* **Given problem**
Copy every line of the data below word for word.
━━━━━━━━━━━━━━━━━━━━
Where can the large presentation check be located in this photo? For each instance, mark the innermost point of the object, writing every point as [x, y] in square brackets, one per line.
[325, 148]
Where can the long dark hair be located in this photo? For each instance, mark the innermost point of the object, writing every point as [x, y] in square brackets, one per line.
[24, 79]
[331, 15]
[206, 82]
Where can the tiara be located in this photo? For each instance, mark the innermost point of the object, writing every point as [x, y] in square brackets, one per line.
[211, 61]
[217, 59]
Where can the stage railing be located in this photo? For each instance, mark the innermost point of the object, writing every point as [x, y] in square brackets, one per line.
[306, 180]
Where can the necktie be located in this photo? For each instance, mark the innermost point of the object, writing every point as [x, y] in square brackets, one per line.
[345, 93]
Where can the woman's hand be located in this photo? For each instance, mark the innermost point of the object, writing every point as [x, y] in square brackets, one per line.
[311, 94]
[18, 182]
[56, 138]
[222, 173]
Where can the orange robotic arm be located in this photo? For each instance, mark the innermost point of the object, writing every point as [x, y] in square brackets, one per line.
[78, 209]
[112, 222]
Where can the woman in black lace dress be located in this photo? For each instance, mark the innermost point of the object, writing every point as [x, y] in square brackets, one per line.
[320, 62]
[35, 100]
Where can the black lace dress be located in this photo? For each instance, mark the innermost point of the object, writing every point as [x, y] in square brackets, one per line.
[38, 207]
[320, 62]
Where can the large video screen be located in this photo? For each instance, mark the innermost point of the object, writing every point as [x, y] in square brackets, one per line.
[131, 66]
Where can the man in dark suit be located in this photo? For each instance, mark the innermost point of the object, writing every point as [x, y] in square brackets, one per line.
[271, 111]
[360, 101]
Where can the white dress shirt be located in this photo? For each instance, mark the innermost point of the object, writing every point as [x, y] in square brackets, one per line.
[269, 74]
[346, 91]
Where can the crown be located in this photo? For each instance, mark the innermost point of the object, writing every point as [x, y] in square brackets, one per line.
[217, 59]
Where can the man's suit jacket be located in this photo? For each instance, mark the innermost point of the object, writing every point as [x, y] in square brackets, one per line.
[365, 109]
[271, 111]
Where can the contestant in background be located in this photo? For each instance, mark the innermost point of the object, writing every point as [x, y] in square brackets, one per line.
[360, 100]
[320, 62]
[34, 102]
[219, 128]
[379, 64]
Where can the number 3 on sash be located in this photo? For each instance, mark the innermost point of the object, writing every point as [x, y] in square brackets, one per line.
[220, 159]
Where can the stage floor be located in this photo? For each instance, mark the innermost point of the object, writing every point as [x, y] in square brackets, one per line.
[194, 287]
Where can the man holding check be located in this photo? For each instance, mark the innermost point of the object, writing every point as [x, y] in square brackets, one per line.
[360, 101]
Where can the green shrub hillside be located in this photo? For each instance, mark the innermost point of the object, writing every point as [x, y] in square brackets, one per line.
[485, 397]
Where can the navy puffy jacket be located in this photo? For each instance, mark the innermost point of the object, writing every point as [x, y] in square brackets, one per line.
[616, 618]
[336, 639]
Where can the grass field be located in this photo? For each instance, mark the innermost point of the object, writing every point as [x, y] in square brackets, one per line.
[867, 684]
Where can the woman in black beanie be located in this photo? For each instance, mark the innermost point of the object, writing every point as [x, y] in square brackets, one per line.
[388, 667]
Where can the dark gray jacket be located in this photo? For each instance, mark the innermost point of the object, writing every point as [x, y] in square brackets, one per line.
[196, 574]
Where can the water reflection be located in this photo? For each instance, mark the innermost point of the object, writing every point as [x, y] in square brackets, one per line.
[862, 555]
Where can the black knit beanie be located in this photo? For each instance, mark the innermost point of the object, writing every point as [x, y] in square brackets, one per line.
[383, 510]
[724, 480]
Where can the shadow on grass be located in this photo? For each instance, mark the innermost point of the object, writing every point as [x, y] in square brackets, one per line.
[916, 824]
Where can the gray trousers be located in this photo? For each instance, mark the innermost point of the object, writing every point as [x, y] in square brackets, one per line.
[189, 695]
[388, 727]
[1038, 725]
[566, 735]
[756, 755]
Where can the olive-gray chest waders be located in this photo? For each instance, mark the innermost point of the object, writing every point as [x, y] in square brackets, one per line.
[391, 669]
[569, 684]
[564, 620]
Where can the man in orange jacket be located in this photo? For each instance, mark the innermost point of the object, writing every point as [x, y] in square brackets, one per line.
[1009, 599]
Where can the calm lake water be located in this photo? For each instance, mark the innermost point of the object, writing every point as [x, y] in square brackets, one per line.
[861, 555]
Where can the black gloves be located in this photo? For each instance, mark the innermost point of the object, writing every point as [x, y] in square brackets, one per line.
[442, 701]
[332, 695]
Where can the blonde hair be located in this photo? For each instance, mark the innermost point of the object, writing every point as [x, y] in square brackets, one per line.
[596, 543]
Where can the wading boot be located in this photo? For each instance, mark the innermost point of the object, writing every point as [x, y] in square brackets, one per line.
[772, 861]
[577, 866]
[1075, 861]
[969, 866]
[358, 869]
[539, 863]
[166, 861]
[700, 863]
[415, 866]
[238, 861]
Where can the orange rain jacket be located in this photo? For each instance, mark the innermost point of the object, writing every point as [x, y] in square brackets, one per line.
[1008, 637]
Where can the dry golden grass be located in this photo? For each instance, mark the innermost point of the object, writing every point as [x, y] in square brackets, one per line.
━━━━━━━━━━━━━━━━━━━━
* **Reply to the task**
Where can the large presentation check be located in this photo? For each instance, mark the innermost point of the object, writing every point as [x, y] in square brackets, one per line.
[325, 148]
Where can the long dark hair be located in this photo? For each instance, mark the innermost point of the object, writing every point as [x, y] in square brackets, one per line.
[24, 79]
[331, 15]
[206, 82]
Where can the tiara be located in this photo? For each instance, mark the innermost point of the object, writing every point as [x, y] in square brackets, one per line.
[211, 61]
[217, 59]
Where can the stage railing be located in this photo? For each instance, mark the innermost point of the object, writing every point as [x, y] in square brackets, one per line.
[306, 180]
Where can the necktie be located in this photo? For each instance, mark the innermost point of the object, writing every point as [x, y] in square brackets, one per line.
[345, 93]
Where can the woman's hand be located in this photo? For each instance, mark the innermost point of the object, writing every point as [x, y] in square brackets, one per line.
[311, 94]
[18, 182]
[56, 138]
[222, 173]
Where can the orange robotic arm be located in this photo? For each instance, mark the innermost point of the object, writing every point as [x, y] in square brackets, one per line.
[78, 209]
[112, 222]
Where can the woman in black lace dress be located in this photo? For each instance, mark the innermost point of the object, writing every point as [x, y] in square brackets, one per line.
[320, 62]
[35, 100]
Where can the black lace dress be located in this photo? For each instance, mark the innermost point of the object, writing every point as [x, y] in square brackets, one per line.
[38, 207]
[320, 62]
Where can the large video screen be located in this photo? For each instance, mark the innermost point of the object, writing every point as [x, y] in square brackets, one per line.
[131, 66]
Where can the man in dark suit be located in this photo? For each instance, mark the innermost point of the object, writing every point as [x, y] in square brackets, one per line.
[271, 111]
[360, 101]
Where can the white dress shirt be located in this photo? For each instance, mark the innermost point of the object, writing every point as [x, y] in square brackets, one per line.
[269, 74]
[346, 91]
Where can the crown be located in this photo? For each instance, mark the innermost point of the object, writing every point as [x, y] in square brackets, one per line.
[217, 59]
Where can the man's suit jacket be located in this photo? For each instance, mark the innermost point of the object, writing every point as [x, y] in square brackets, one per line.
[365, 109]
[271, 111]
Where can the contestant in background be located in this photo? For each instance, mark the innermost point of the object, writing every point as [x, y] in square brackets, one per line.
[360, 100]
[320, 62]
[34, 102]
[219, 128]
[379, 64]
Where can the number 3 on sash be located in this photo? For each instance, mark the innermost point of the object, writing every point as [x, y] in square brackets, one per line.
[220, 159]
Where can the stage floor be located in this photo? For each instance, mark the innermost point of the object, writing every point as [x, y] in square brackets, one per line.
[194, 287]
Where can the man holding check be located in this photo? For each instance, mark the innermost point of the object, writing every point as [x, y] in square brackets, one per line.
[360, 101]
Where can the green shrub hillside be located in this photo? For each instance, mark the innermost point of the object, writing every point as [x, y] in square brackets, one per line.
[485, 397]
Where can the navy puffy jacket be located in this photo? For each instance, mark the innermost point of the object, writing every point as [x, y] in square brackets, one per line.
[616, 618]
[336, 639]
Where can the grass field be located in this photo? For each instance, mark the innermost point of the object, writing every point as [x, y] in square brackets, one per line.
[867, 684]
Where can the woman in black beanie be located in this photo? For each instance, mark the innermost point of the object, writing every point as [x, y] in square brackets, one per line.
[388, 667]
Where can the dark gray jacket be located in this photo? For each instance, mark the innermost point of the object, writing every point as [x, y] in square brackets, one per line.
[196, 574]
Where can the water reflection be located in this photo? For each instance, mark the innermost point of the object, writing every point as [x, y] in square brackets, one per line.
[862, 555]
Where can the black knit beanie be located in this photo? For each instance, mark the innermost point of the object, writing every point as [x, y] in square brackets, one per line.
[383, 510]
[724, 480]
Where can the shadow on grass be located in this photo? For each instance, mark the innermost point of the object, writing every point as [x, y] in square brackets, one per line.
[916, 824]
Where can the gray trousers be located in this photo? For each instance, mark the innermost point of the object, writing every point as [x, y] in square brackets, one per line.
[189, 695]
[388, 727]
[1038, 725]
[566, 735]
[756, 755]
Where can the olive-gray chest waders be located in this photo? For each instance, mark the innermost point of the object, writing every point as [x, y] in square brackets, one per line.
[391, 669]
[569, 684]
[564, 620]
Where can the man in orange jacket be located in this photo? For each instance, mark the innermost point of the object, writing every point as [x, y] in square brackets, one per line.
[1009, 599]
Where can the calm lake water be located in this photo? For each instance, mark the innermost point of the object, writing every point as [x, y] in square brackets, one per line.
[861, 555]
Where can the black gloves be located in this photo? For each instance, mark the innermost point of the object, writing every point as [x, y] in square brackets, one per line.
[442, 701]
[332, 695]
Where can the blonde hair be located in this photo? For each instance, mark the innermost point of the object, writing every point as [x, y] in square brackets, one per line.
[596, 543]
Where can the wading boot be located in this photo? For each instance, mark the innermost point of the object, writing every point as [x, y] in square brackets, one per line.
[772, 861]
[577, 866]
[1075, 861]
[969, 866]
[358, 869]
[539, 863]
[166, 861]
[700, 863]
[415, 866]
[238, 861]
Where can the orange rain jacket be located in this photo? For each instance, mark the innermost point of the object, writing every point as [x, y] in square brackets, one per line.
[1008, 637]
Where can the dry golden grass be located in this photo? For each instance, mark the innermost point of the object, writing every point as [x, y] in square brackets, one per line.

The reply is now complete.